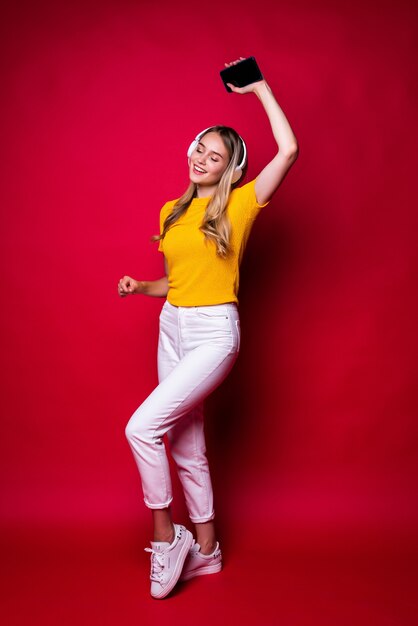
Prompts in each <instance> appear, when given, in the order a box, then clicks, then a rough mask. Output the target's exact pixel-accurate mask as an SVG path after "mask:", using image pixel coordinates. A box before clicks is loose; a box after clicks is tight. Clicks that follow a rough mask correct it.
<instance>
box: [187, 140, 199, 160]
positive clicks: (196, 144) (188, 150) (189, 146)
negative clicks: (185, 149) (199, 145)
mask: <svg viewBox="0 0 418 626" xmlns="http://www.w3.org/2000/svg"><path fill="white" fill-rule="evenodd" d="M198 143H199V142H198V140H197V139H193V141H192V143H191V144H190V146H189V149H188V150H187V158H188V159H190V157H191V156H192V154H193V152H194V151H195V150H196V146H197V144H198Z"/></svg>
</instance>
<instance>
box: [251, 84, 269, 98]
mask: <svg viewBox="0 0 418 626" xmlns="http://www.w3.org/2000/svg"><path fill="white" fill-rule="evenodd" d="M254 93H255V94H256V96H258V97H259V98H260V100H262V99H263V96H266V95H267V94H269V93H272V91H271V89H270V87H269V86H268V84H267V83H266V81H265V80H263V81H260V82H259V83H257V85H256V87H255V89H254Z"/></svg>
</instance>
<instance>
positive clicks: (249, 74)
mask: <svg viewBox="0 0 418 626" xmlns="http://www.w3.org/2000/svg"><path fill="white" fill-rule="evenodd" d="M220 74H221V78H222V80H223V83H224V85H225V87H226V90H227V91H229V92H231V89H230V88H229V87H228V85H227V84H226V83H231V85H234V86H235V87H245V86H246V85H251V83H256V82H257V81H258V80H263V75H262V73H261V71H260V68H259V67H258V65H257V61H256V60H255V58H254V57H248V58H247V59H244V60H243V61H239V62H238V63H237V64H236V65H231V67H226V68H225V69H224V70H221V72H220Z"/></svg>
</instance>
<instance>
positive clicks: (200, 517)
mask: <svg viewBox="0 0 418 626" xmlns="http://www.w3.org/2000/svg"><path fill="white" fill-rule="evenodd" d="M239 342H240V328H239V316H238V310H237V307H236V305H235V304H231V303H229V304H219V305H215V306H199V307H175V306H173V305H171V304H170V303H169V302H165V303H164V306H163V308H162V311H161V315H160V336H159V343H158V378H159V385H158V387H156V389H154V391H153V392H152V393H151V394H150V395H149V396H148V398H147V399H146V400H145V402H144V403H143V404H141V406H140V407H139V409H137V410H136V411H135V413H134V414H133V415H132V417H131V419H130V421H129V423H128V425H127V427H126V436H127V438H128V442H129V444H130V446H131V448H132V451H133V454H134V458H135V461H136V463H137V466H138V469H139V472H140V475H141V480H142V488H143V492H144V500H145V504H146V505H147V506H148V507H149V508H151V509H162V508H165V507H167V506H168V505H169V504H170V502H171V501H172V499H173V496H172V488H171V479H170V472H169V465H168V459H167V455H166V450H165V445H164V442H163V436H164V435H165V434H166V433H167V436H168V439H169V443H170V451H171V454H172V457H173V458H174V460H175V462H176V464H177V468H178V473H179V477H180V480H181V483H182V486H183V490H184V494H185V498H186V504H187V508H188V511H189V515H190V519H191V521H192V522H195V523H198V522H207V521H209V520H211V519H213V517H214V508H213V492H212V484H211V479H210V474H209V466H208V461H207V458H206V446H205V437H204V429H203V400H204V398H205V397H206V396H207V395H208V394H210V393H211V391H213V390H214V389H215V388H216V387H217V386H218V385H219V384H220V383H221V382H222V381H223V380H224V378H225V377H226V376H227V374H228V373H229V371H230V370H231V368H232V366H233V364H234V362H235V360H236V357H237V355H238V350H239Z"/></svg>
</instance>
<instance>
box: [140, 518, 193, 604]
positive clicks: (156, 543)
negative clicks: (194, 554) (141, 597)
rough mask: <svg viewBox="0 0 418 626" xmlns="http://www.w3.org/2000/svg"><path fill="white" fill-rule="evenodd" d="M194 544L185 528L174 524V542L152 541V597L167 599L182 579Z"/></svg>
mask: <svg viewBox="0 0 418 626" xmlns="http://www.w3.org/2000/svg"><path fill="white" fill-rule="evenodd" d="M193 542H194V539H193V535H192V533H191V532H189V531H188V530H187V529H186V528H185V527H184V526H179V525H178V524H174V541H173V543H171V544H170V543H168V542H165V541H151V548H145V551H146V552H151V576H150V578H151V595H152V596H153V598H158V599H161V598H165V597H166V596H167V595H168V594H169V593H170V591H172V589H173V588H174V587H175V585H176V583H177V581H178V580H179V578H180V574H181V571H182V569H183V564H184V561H185V559H186V557H187V554H188V552H189V550H190V548H191V547H192V545H193Z"/></svg>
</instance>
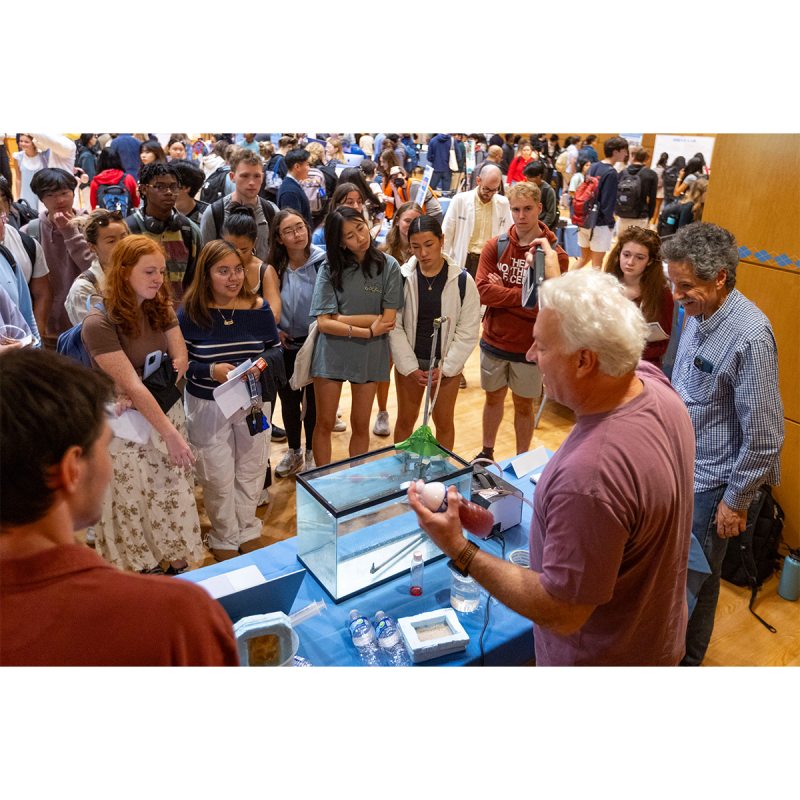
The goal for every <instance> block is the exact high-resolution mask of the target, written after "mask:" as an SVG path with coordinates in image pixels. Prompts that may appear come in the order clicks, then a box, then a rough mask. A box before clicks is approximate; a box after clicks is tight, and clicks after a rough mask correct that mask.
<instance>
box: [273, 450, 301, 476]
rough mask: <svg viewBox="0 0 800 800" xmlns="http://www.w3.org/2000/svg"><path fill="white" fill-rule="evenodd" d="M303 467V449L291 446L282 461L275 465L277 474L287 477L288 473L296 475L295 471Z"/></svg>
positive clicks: (296, 471)
mask: <svg viewBox="0 0 800 800" xmlns="http://www.w3.org/2000/svg"><path fill="white" fill-rule="evenodd" d="M302 469H303V451H302V450H292V449H291V448H290V449H289V450H287V451H286V452H285V453H284V454H283V458H282V459H281V460H280V463H279V464H278V466H277V467H275V474H276V475H277V476H278V477H279V478H285V477H286V476H287V475H294V473H295V472H300V470H302Z"/></svg>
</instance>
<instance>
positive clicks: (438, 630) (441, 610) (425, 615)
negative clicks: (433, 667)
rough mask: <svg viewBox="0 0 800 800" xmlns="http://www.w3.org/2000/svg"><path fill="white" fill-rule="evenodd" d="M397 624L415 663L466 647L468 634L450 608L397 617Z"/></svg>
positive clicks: (449, 652)
mask: <svg viewBox="0 0 800 800" xmlns="http://www.w3.org/2000/svg"><path fill="white" fill-rule="evenodd" d="M397 627H398V628H399V629H400V634H401V635H402V637H403V639H404V640H405V643H406V647H407V648H408V651H409V653H410V654H411V658H412V660H413V661H414V663H415V664H419V663H420V662H422V661H429V660H430V659H432V658H438V657H439V656H444V655H447V654H448V653H458V652H460V651H461V650H466V648H467V644H469V634H468V633H467V632H466V631H465V630H464V628H463V627H462V626H461V623H460V622H459V621H458V617H457V616H456V612H455V611H453V609H452V608H440V609H437V610H436V611H426V612H425V613H424V614H417V615H416V616H414V617H401V618H400V619H399V620H397Z"/></svg>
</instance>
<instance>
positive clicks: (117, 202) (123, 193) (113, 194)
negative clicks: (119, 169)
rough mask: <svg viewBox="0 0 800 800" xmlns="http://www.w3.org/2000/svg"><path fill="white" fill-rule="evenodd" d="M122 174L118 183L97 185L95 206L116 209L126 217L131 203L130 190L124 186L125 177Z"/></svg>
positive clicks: (100, 184)
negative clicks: (127, 188)
mask: <svg viewBox="0 0 800 800" xmlns="http://www.w3.org/2000/svg"><path fill="white" fill-rule="evenodd" d="M126 177H127V175H123V176H122V180H121V181H120V182H119V183H114V184H107V183H101V184H99V185H98V187H97V207H98V208H105V209H106V211H118V212H119V213H120V214H122V216H123V217H127V216H128V214H129V213H130V209H131V207H132V205H133V203H132V198H131V195H130V192H129V191H128V190H127V189H126V188H125V178H126Z"/></svg>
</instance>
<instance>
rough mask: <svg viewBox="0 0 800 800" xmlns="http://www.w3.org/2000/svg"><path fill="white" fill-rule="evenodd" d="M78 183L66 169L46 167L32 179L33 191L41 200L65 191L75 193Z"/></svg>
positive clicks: (36, 174)
mask: <svg viewBox="0 0 800 800" xmlns="http://www.w3.org/2000/svg"><path fill="white" fill-rule="evenodd" d="M77 185H78V182H77V181H76V180H75V177H74V176H73V175H70V174H69V172H67V171H66V170H65V169H58V168H56V167H45V168H44V169H40V170H39V171H38V172H36V173H35V174H34V176H33V177H32V178H31V191H32V192H33V193H34V194H35V195H36V196H37V197H38V198H39V199H40V200H41V199H42V198H43V197H44V196H45V195H48V194H55V193H56V192H60V191H62V190H64V189H69V190H70V191H75V187H76V186H77Z"/></svg>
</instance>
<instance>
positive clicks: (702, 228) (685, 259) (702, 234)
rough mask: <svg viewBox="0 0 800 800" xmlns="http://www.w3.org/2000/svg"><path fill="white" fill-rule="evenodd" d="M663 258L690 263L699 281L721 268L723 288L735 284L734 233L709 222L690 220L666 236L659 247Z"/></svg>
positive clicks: (689, 263) (734, 244)
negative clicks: (678, 228)
mask: <svg viewBox="0 0 800 800" xmlns="http://www.w3.org/2000/svg"><path fill="white" fill-rule="evenodd" d="M661 257H662V258H663V259H664V260H665V261H677V262H681V263H686V264H690V265H691V266H692V269H693V270H694V274H695V275H696V276H697V277H698V278H700V280H702V281H713V280H714V279H715V278H716V277H717V275H719V273H720V272H721V271H722V270H725V287H726V288H727V289H728V290H730V289H734V288H735V287H736V267H737V266H738V264H739V248H738V247H737V246H736V239H735V237H734V235H733V234H732V233H731V232H730V231H729V230H726V229H725V228H722V227H720V226H719V225H714V224H713V223H711V222H692V223H691V224H690V225H684V226H683V227H682V228H681V229H680V230H678V232H677V233H676V234H675V235H674V236H670V237H669V239H667V240H666V241H665V242H664V244H663V245H662V248H661Z"/></svg>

ACTIVITY: Repeat the listing above from its first line through the line that contains "positive clicks: (196, 144)", both included, and nothing more. Drop the pictures.

ANSWER TO THE EXERCISE:
Prompts in each <instance> appear, when given, in the order a box, then clicks, then a rough mask. Output the target's exact pixel-accurate mask as an SVG path after "mask:", using image pixel coordinates. A box before clicks is loose; a box after clicks is tight. Clicks that follow a rough mask correct it.
<instance>
box: [187, 140, 199, 160]
positive clicks: (196, 144) (188, 150) (189, 146)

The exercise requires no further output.